**SOURCE:**

================

[REBOL] Re: Coffee break problem anyone?
From: SunandaDH:aol at: 7-Nov-2003 10:28
Hi Joel,
Thanks for some fascinating discussion points. I've only got time to reply to
a couple.
If think we'd pretty much agree that a problem solution depends on the
structure of the problem. But we might disagree in specific cases about the best
approach to take.
> I'm not clear on what you mean by "both approaches"... I view JSP
> (Jackson Structured Programming) simply as a specific type of
> structured programming which has strong heuristics about which
> structure(s) should drive the design.
Sorry. I was being vague. I was distinguishing a process-oriented approach
(what do I need to do?) from a data-oriented approach (what data structures do
I need to work on?)
Your point is that it is usually best to start with the data structures. I'd
agree. But it isn't always that simple. And starting with processes can (and
probably does) lead to quite characteristically different solutions. Which is
best
is often subjective -- or "proved" by the passage of time and the
ravages that maintenance makes to the original solution.
A sort of analogous example.....
I went to London a couple of weeks ago. I could describe that trip in many
different ways. Here's three:
1. In terms of processes (I used a folding bicycle and a train).
2. In terms of waypoints ("data"): Home --> Station --> Station -->
Destination
3. In terms of purpose (to discuss an organization's global internet
strategy).
I could have used the same processes if some of the intermediate waypoints
had been different (Home --> Station can be via a canal towpath, a cycle track,
or duking it out with the traffic; there is more than one train route to
London).
But I would have needed to use different processes (taxi, car, plane) if the
waypoints had been slightly different (via New York for example).
And lots of things would have had to change if the purpose had been different
(say I was delivering a sofa).
Back to IT design, it may be better, in some circumstances, to start with
why am I doing this?
rather than "what am I doing it to?" or "what am I doing
it with?".
> > -- The numbers are RGB values from a JPG. Find the average color tone
> > of the object the female nearest the camera is looking at. Break out
> > the neural networks for this one!
> Now we've jumped from a programming problem to a specification problem!
> The other tasks were well-defined (there could be no argument about
> whether an answer is correct or not), but not so with this last one.
> (I recently saw a documentary on TV in which a critical question was
> whether a certain figure in a Renaissance painting was male or female.
> The "experts" couldn't agree. ;-)
I'm not so sure I completely agree. Two reasons.
First, taking a purely procedural approach, I can start a solution to this
problem:
females-in-image: copy []
foreach item my-image
[item-type: analyze-item item
if item-type/female [append females-in-image item]
]
This highlights both the strength and the weakness of a top-down procedural
approach.....
I can easily map out the code at the highest levels. But need faith that I
will be able to fill out the lower levels. Today, analyze-item isn't going to be
easy. In a few years time, such functions might come free in cornflakes
packets.
My second reason is that it is *always* a matter of interpretation, even with
the original "well-defined" task.

================

**EXTRACTED ENTRIES:**
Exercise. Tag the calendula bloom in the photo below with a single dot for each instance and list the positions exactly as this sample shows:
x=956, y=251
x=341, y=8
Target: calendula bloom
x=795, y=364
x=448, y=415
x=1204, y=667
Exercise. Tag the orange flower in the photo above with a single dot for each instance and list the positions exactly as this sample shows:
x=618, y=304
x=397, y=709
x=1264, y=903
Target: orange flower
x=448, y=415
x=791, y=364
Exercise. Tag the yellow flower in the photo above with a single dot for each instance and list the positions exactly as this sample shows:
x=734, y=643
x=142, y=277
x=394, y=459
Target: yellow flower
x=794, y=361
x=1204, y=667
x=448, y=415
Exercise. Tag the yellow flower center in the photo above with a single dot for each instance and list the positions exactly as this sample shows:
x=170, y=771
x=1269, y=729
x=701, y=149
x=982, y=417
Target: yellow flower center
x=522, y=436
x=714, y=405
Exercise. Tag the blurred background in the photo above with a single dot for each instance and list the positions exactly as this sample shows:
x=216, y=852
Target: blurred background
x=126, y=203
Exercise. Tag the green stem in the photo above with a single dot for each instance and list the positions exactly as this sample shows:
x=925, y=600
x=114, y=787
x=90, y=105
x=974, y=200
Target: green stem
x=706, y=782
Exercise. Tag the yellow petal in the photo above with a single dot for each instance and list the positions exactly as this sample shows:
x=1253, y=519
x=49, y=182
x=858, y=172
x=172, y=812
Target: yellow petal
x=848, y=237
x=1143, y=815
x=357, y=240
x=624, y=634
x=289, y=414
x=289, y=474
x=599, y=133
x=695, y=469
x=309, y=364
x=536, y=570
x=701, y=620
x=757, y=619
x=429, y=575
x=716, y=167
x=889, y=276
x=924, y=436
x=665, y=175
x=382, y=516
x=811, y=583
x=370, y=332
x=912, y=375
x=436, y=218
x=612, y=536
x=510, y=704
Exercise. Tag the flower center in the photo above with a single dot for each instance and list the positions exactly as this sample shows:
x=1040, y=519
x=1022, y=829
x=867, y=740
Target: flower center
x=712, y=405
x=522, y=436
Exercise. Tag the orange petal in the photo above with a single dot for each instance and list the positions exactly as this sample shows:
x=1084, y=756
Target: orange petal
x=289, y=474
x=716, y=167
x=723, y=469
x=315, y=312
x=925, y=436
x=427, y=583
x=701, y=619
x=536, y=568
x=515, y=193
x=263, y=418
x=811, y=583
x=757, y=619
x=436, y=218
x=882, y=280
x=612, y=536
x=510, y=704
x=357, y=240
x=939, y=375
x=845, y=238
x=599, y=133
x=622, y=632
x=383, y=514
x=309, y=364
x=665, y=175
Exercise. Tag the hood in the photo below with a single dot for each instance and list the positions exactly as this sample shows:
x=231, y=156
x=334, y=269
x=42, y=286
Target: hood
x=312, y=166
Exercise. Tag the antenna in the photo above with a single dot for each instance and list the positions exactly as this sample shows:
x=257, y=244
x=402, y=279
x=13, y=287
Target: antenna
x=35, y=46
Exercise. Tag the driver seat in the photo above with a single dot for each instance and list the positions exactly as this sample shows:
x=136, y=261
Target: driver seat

================

**REQUIREMENTS:** Translate this sentence from the forum post on programming approaches into Spanish: "Your point is that it is usually best to start with the data structures."

**CORRECT ANSWER:** Tu argumento es que normalmente es mejor empezar por las estructuras de datos.